▶ [Page text]
•••••

EVALUATION OF THE
EVALUATION OF THE
UNITED STATES DEPARTMENT OF JUSTICE
Introduction and Summary
The United States Department of Justice ("the Department"), pursuant to Section 271(d)(2)(A) of the Telecommunications Act of 1996(1) ("the 1996 Act"), submits this evaluation of the application filed by Verizon New England Inc., Bell Atlantic Communications, Inc. (d/b/a Verizon Long Distance), NYNEX Long Distance Company (d/b/a Verizon Enterprise Solutions),Verizon Global Networks Inc., and Verizon Select Services Inc., on November 26, 2001, to provide in-region, interLATA services in Rhode Island.
This application to the Federal Communications Commission ("FCC" or "Commission") is Verizon's first for the state of Rhode Island, and follows its successful application for long distance entry in Massachusetts, another state in its New England region, as well as successful applications for Pennsylvania, Connecticut, and New York.(2) The Department concludes that Verizon has generally succeeded in opening its local markets in Rhode Island to competition and recommends approval of Verizon's application for Section 271 authority in Rhode Island, subject to the Commission satisfying itself as to the pricing issues mentioned below.
For the most part, conditions in the Rhode Island local communications market appear favorable to fostering competition. The Rhode Island Public Utilities Commission ("PUC"), with the input of the Rhode Island Division of Public Utilities and Carriers, has facilitated the development of these conditions by establishing carrier-to-carrier wholesale performance measurements and a performance assurance plan for Rhode Island, both of which incorporate regional improvements;(3) conducting an extended pricing proceeding since 1997 that resulted in orders issued in November and December 2001;(4) and taking steps to resolve competitive local exchange carrier ("CLEC") complaints about Verizon's wholesale performance.(5) The Rhode Island PUC voted to support Verizon's application in November 2001.(6)

•••••

▶ [Brief] From the Justice Department evaluation, extract verbatim the passage that opens with the words containing "This application to" and closes with "issues mentioned below.".

Outline records for named regions
•••••

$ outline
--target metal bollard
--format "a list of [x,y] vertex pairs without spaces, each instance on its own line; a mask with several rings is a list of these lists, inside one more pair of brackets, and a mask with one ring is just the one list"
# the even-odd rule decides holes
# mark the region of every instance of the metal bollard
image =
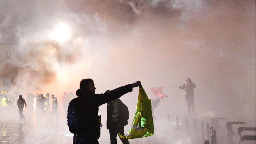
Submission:
[[200,122],[200,126],[201,127],[201,140],[204,139],[204,121]]
[[179,119],[179,116],[176,116],[176,126],[177,127],[177,130],[179,130],[180,127],[180,122]]
[[204,144],[210,144],[210,142],[209,141],[205,140],[204,141]]
[[210,124],[206,124],[206,134],[207,135],[207,140],[210,140]]
[[195,130],[197,129],[197,124],[196,124],[196,120],[195,119],[194,120],[194,127]]
[[210,135],[212,134],[212,130],[213,129],[213,126],[211,126],[210,127],[210,129],[209,132],[210,133]]
[[188,135],[189,134],[188,132],[188,118],[186,118],[185,119],[185,121],[186,121],[186,127],[187,129],[187,134]]
[[230,121],[227,122],[226,124],[226,126],[228,129],[228,144],[232,144],[233,143],[232,141],[232,137],[234,135],[234,131],[232,129],[232,126],[234,124],[245,124],[243,121]]
[[168,115],[167,116],[167,120],[168,120],[168,124],[169,125],[170,124],[170,115]]
[[211,130],[211,134],[210,136],[210,141],[211,141],[211,144],[216,144],[216,131],[214,130]]

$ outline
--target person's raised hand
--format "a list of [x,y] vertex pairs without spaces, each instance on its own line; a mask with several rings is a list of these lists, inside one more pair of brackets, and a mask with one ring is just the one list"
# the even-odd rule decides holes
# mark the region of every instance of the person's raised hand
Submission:
[[139,86],[141,86],[141,82],[140,81],[136,81],[132,84],[132,86],[133,88],[135,88]]

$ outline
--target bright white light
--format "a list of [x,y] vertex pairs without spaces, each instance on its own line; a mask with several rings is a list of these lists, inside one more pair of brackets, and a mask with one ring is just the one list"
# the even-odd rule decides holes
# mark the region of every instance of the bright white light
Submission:
[[56,26],[55,29],[51,34],[50,37],[61,43],[68,40],[70,37],[70,30],[67,25],[60,23]]

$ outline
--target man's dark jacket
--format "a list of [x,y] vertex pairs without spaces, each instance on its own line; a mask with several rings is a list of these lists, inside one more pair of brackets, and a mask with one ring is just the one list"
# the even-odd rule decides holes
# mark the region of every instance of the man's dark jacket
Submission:
[[[68,124],[70,125],[77,122],[80,123],[76,131],[79,131],[79,137],[87,140],[98,139],[100,135],[100,125],[98,113],[99,106],[119,98],[126,93],[132,91],[131,84],[123,86],[113,90],[108,93],[95,94],[87,89],[79,89],[76,91],[78,98],[70,103],[68,109]],[[69,115],[74,114],[78,119],[72,120]]]

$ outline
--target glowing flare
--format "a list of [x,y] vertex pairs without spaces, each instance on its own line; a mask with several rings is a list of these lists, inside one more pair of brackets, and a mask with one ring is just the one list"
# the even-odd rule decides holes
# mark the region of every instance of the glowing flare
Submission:
[[62,23],[58,24],[55,29],[50,35],[51,39],[55,39],[61,43],[68,40],[70,36],[69,28],[67,25]]

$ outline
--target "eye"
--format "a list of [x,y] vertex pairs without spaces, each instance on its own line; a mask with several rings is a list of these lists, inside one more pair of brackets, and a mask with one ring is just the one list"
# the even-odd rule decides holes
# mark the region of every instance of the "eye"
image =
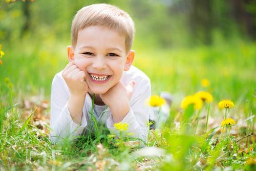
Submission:
[[118,55],[114,53],[110,53],[108,54],[108,56],[119,56]]
[[91,52],[84,52],[82,53],[84,55],[93,55],[93,53],[91,53]]

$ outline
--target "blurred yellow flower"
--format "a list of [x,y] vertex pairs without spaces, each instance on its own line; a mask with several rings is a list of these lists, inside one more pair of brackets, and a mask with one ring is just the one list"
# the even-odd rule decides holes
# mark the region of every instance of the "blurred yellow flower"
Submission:
[[118,122],[114,124],[114,126],[115,126],[117,130],[119,130],[120,131],[126,131],[129,126],[128,124],[125,122]]
[[236,121],[232,118],[227,118],[222,121],[221,126],[229,126],[231,124],[236,124]]
[[246,160],[245,164],[251,165],[256,165],[256,158],[249,158],[247,160]]
[[11,82],[11,80],[10,80],[10,78],[9,78],[9,77],[5,77],[5,83],[8,84],[10,82]]
[[203,87],[208,87],[210,84],[210,81],[208,79],[204,78],[201,81],[201,85]]
[[195,95],[198,96],[203,101],[206,101],[207,103],[210,103],[214,99],[210,93],[204,91],[197,92]]
[[191,104],[194,104],[194,109],[200,109],[203,106],[203,101],[198,96],[188,96],[182,100],[181,106],[182,109],[186,109]]
[[0,50],[0,58],[2,58],[5,55],[4,51]]
[[234,106],[234,103],[232,101],[228,99],[222,100],[220,101],[218,104],[220,109],[224,108],[231,109]]
[[152,107],[161,106],[165,104],[164,98],[158,95],[152,96],[148,100],[148,104]]

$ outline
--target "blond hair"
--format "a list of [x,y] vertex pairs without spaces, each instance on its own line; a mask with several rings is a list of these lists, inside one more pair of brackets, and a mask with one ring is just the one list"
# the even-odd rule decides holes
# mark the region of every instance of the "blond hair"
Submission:
[[107,27],[124,34],[126,52],[131,50],[135,29],[133,19],[126,12],[105,4],[84,7],[77,12],[72,21],[71,39],[73,47],[76,46],[78,31],[91,26]]

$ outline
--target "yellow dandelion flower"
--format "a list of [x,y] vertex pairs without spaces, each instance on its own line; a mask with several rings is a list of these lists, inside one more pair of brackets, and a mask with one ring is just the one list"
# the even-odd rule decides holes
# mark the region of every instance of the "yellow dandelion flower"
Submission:
[[161,106],[166,103],[164,98],[158,95],[152,96],[148,101],[148,104],[152,107]]
[[208,79],[204,78],[201,81],[201,85],[203,87],[208,87],[210,84],[210,81]]
[[207,103],[210,103],[214,99],[210,93],[203,91],[197,92],[195,95],[198,96],[203,101],[206,101]]
[[236,121],[233,119],[227,118],[222,121],[222,122],[221,123],[221,126],[229,126],[236,123],[236,123]]
[[203,101],[197,96],[188,96],[183,99],[181,106],[182,109],[186,109],[191,104],[194,104],[195,109],[200,109],[203,106]]
[[114,124],[114,126],[115,126],[117,130],[119,130],[120,131],[126,131],[129,126],[128,124],[125,122],[118,122]]
[[220,101],[218,104],[220,109],[224,108],[231,109],[234,106],[234,103],[232,101],[228,99],[222,100]]

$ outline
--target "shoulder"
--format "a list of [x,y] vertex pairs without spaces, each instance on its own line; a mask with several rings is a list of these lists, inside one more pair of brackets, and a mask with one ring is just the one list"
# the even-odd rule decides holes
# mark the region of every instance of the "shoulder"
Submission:
[[131,80],[135,80],[137,84],[140,83],[150,84],[150,78],[143,71],[133,66],[131,67],[129,70],[123,72],[121,80],[126,84]]

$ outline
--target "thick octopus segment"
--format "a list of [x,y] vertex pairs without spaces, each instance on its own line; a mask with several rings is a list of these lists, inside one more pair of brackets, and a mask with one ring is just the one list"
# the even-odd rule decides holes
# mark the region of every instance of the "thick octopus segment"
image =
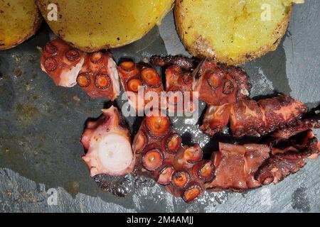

•••••

▶ [Written answer]
This application to the Federal Communications Commission ("FCC" or "Commission") is Verizon's first for the state of Rhode Island, and follows its successful application for long distance entry in Massachusetts, another state in its New England region, as well as successful applications for Pennsylvania, Connecticut, and New York.(2) The Department concludes that Verizon has generally succeeded in opening its local markets in Rhode Island to competition and recommends approval of Verizon's application for Section 271 authority in Rhode Island, subject to the Commission satisfying itself as to the pricing issues mentioned below.